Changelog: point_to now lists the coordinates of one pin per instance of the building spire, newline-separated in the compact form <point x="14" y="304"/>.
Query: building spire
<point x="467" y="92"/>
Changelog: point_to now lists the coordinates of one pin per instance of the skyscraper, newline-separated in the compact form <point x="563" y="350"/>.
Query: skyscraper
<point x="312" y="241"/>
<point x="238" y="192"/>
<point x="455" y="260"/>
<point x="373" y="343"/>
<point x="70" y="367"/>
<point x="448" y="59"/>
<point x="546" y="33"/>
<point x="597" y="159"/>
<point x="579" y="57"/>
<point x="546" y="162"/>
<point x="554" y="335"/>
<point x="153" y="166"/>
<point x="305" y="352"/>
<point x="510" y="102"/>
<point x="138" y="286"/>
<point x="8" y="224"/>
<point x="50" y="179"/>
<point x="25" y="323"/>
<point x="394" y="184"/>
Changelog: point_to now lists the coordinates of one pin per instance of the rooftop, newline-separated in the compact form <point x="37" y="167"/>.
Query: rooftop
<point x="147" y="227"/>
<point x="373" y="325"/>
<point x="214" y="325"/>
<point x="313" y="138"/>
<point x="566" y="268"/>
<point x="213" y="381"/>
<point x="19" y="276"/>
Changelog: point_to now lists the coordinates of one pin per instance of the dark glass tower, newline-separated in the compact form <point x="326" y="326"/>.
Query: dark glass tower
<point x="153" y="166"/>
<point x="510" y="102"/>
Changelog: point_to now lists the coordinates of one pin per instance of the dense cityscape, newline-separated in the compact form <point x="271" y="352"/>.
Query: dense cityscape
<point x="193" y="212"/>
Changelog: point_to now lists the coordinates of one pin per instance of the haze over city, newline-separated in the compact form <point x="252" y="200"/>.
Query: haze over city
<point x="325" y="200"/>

» Tarea:
Copia otra vez todo desde la línea que contiene "of the dark" hasta el final del material, sin saltarte ninguna línea, y aumenta en 13 cada coordenada x e y de las respuestas; el resto de las líneas se queda igual.

» Resultado:
Changelog: point_to now lists the coordinates of one pin per instance of the dark glass tower, newline-separated in the compact form <point x="326" y="326"/>.
Query: dark glass tower
<point x="166" y="179"/>
<point x="523" y="115"/>
Changelog: point_to now lists the coordinates of one pin per instance of the dense cityscape, newline-separated in the compact form <point x="271" y="352"/>.
Query: dense cityscape
<point x="206" y="225"/>
Changelog: point_to now lists the coordinates of one pin per instance of the haze over city, newline-separated in the compact form <point x="252" y="200"/>.
Query: haze over city
<point x="338" y="213"/>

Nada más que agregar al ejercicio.